- [Written task] Which lines in the material below contain the string "orange"? Pick out each one and copy it in full.
—————
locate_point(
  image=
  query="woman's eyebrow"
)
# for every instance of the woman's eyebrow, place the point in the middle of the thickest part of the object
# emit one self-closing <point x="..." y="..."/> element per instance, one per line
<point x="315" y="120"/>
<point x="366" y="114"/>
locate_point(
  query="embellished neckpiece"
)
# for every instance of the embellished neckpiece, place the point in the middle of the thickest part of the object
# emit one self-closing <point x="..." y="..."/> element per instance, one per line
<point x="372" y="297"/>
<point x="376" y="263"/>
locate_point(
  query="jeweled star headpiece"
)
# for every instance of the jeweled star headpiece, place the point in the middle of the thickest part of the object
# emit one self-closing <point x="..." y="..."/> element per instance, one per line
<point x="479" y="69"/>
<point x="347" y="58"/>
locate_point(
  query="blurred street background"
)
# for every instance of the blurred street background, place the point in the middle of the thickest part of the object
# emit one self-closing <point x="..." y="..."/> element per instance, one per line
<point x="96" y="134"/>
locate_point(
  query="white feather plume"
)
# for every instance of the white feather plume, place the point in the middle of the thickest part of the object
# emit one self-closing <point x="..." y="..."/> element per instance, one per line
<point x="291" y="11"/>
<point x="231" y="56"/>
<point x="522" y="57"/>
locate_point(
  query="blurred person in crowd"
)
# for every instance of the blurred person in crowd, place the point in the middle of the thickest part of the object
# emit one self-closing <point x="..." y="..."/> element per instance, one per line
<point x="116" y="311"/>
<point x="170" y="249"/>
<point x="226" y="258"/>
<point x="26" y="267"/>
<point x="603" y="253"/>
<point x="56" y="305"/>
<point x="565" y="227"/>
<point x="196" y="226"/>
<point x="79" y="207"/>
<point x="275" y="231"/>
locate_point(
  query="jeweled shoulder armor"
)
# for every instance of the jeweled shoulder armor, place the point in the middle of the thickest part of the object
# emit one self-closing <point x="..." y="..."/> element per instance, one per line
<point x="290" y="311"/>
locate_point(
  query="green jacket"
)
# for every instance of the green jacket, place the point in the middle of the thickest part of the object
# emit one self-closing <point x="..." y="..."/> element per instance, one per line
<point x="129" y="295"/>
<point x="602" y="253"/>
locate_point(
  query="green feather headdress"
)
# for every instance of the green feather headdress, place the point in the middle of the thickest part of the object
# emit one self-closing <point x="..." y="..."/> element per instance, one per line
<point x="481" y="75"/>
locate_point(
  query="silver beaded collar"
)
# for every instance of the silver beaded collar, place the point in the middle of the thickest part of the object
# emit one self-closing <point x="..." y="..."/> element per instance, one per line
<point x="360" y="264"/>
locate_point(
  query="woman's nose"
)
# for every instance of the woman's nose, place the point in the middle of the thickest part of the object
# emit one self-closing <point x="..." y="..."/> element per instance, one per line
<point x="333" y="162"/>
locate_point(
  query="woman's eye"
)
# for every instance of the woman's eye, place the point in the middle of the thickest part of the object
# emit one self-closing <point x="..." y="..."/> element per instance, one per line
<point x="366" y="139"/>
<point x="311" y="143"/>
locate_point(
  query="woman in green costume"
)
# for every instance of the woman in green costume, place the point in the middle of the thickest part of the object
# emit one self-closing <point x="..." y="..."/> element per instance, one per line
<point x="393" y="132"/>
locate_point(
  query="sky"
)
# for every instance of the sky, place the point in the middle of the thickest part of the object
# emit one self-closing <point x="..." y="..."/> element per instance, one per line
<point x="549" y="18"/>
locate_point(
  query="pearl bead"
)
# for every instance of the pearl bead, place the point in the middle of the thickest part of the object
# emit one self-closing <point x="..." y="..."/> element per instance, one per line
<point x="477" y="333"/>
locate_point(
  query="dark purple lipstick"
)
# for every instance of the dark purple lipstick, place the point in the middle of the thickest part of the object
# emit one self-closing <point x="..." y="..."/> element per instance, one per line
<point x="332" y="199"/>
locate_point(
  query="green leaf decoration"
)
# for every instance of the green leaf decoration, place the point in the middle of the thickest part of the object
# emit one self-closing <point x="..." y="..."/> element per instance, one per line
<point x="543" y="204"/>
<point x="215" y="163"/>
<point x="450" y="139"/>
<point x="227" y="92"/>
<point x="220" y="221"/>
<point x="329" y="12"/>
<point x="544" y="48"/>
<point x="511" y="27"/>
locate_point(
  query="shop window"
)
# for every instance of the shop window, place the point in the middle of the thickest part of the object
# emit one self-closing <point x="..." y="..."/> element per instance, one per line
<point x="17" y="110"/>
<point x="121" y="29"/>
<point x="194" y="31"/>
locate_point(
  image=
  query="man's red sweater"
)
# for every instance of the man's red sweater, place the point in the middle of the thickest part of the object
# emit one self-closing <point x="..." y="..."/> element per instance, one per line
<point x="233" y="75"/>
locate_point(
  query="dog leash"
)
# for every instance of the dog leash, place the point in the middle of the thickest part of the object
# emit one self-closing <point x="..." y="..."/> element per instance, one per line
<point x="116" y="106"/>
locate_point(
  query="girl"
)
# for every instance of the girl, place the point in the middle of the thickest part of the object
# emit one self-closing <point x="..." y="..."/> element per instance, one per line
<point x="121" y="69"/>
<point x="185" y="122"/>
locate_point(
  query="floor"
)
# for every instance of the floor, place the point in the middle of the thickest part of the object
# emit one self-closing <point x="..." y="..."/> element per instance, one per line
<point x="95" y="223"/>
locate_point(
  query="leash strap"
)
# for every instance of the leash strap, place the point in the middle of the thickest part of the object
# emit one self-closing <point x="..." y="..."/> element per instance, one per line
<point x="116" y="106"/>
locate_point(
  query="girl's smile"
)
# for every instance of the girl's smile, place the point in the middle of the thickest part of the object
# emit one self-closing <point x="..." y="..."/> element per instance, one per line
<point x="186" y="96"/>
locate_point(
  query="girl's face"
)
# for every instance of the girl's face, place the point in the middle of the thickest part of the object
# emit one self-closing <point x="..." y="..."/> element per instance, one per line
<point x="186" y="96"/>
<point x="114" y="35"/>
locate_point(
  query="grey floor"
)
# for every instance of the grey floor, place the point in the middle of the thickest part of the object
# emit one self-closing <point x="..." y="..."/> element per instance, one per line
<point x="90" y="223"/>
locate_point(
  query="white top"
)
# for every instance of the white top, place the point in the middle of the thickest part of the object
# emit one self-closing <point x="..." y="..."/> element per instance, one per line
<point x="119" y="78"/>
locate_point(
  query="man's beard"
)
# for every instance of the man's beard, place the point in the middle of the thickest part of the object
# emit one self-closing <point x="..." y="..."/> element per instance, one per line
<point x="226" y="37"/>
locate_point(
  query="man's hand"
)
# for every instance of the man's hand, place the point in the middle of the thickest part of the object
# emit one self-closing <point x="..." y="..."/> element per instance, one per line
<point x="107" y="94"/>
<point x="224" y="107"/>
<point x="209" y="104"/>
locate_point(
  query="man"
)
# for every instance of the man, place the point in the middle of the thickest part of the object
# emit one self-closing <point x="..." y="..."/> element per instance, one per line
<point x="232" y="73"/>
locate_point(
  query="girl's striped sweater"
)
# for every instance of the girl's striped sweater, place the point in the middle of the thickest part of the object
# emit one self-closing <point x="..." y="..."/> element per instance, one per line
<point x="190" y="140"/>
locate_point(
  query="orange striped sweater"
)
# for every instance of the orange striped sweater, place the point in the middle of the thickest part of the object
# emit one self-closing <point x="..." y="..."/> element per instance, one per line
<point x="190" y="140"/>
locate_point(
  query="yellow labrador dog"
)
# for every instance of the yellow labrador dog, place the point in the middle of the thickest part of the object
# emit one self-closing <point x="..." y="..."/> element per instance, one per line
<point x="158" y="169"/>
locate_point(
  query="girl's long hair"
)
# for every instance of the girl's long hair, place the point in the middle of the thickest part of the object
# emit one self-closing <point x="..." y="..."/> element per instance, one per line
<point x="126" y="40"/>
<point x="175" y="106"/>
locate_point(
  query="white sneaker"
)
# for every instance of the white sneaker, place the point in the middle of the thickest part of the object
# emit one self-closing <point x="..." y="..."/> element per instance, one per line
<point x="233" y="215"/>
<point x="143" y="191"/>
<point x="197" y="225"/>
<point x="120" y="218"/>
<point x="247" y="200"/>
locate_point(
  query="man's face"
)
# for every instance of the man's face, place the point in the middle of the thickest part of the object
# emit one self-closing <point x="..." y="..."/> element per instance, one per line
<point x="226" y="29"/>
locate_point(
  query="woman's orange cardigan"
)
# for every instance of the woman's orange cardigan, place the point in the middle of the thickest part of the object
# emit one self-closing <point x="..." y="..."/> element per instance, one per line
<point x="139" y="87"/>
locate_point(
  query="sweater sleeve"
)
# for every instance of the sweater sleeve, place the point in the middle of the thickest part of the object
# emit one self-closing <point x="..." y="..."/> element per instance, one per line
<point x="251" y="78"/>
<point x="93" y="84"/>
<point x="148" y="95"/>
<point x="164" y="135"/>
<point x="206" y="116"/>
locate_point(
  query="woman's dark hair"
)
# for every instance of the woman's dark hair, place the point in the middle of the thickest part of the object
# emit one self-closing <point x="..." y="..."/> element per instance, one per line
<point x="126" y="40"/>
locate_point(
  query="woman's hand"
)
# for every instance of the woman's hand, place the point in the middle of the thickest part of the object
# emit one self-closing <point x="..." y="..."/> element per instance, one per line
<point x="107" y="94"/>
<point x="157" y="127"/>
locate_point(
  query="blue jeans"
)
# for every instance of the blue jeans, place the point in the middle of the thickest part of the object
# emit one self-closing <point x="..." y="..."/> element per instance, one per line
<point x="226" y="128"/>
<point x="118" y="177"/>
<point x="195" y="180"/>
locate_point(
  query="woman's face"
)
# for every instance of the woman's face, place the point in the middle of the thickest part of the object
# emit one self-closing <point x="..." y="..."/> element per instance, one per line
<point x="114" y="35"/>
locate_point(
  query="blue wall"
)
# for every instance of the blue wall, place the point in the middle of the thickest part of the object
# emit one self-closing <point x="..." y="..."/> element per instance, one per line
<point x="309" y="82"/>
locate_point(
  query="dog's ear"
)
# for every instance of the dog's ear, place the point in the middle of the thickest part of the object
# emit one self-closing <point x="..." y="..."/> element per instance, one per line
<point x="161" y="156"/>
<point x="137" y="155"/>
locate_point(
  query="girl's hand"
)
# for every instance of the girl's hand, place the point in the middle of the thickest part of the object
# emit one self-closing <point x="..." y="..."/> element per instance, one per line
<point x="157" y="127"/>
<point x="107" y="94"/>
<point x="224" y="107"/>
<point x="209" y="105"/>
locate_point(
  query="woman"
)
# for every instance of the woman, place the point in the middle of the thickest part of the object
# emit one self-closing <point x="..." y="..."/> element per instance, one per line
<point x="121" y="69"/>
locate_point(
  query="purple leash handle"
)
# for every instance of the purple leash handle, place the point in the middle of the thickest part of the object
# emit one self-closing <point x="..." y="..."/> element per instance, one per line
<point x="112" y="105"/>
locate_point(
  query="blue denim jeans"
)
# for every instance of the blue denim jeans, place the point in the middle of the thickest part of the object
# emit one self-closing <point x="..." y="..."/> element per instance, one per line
—————
- [Complete answer]
  query="orange striped sweater"
# for every instance of the orange striped sweater, place the point in the middle of the thickest part of the object
  query="woman's orange cardigan"
# for every instance of the woman's orange cardigan, place the point in the middle of the thickest part of the object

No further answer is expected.